*WORK ITEM:* Could you copy the records below exactly, leaving out any pictures they include?

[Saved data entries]
↓↓↓
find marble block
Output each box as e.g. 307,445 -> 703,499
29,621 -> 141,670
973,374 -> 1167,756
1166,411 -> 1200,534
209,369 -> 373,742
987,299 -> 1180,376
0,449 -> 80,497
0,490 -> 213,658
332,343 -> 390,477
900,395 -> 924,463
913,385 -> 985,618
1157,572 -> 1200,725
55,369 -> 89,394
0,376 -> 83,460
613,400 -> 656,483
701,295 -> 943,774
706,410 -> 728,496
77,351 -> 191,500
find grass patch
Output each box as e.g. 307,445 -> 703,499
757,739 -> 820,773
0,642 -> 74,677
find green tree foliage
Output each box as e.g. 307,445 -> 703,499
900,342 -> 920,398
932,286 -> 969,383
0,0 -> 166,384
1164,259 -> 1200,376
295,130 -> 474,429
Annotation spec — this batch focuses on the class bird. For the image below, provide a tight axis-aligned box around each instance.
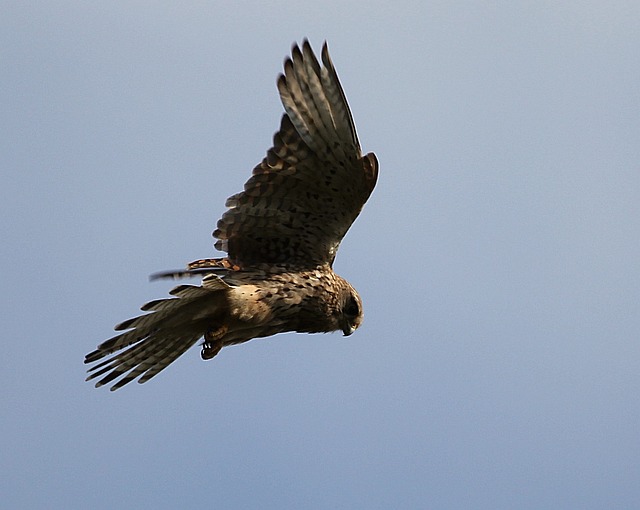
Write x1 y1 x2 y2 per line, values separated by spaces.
85 40 378 390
↑↑↑
*ANSWER SPACE:*
find marble block
Output each box as e.g. 307,445 -> 703,499
29,621 -> 141,670
973,374 -> 1167,756
1166,411 -> 1200,534
209,369 -> 373,742
987,299 -> 1180,376
0,449 -> 80,497
0,490 -> 213,658
332,343 -> 390,477
900,395 -> 924,463
913,385 -> 985,618
1157,572 -> 1200,725
55,369 -> 89,394
0,376 -> 83,460
613,400 -> 656,483
701,295 -> 943,774
706,410 -> 728,496
77,351 -> 191,500
find grass patch
Output each box as e.g. 307,445 -> 703,499
757,739 -> 820,773
0,642 -> 74,677
find green tree foliage
Output each box as e.g. 307,445 -> 703,499
900,342 -> 920,398
932,286 -> 969,383
0,0 -> 166,384
1164,259 -> 1200,376
295,130 -> 474,429
Annotation spec — this batch focuses on the class bird. For the image below, provide a tight axis-aligned box around each instance.
Write x1 y1 x2 y2 per line, values separated by spaces.
85 40 378 390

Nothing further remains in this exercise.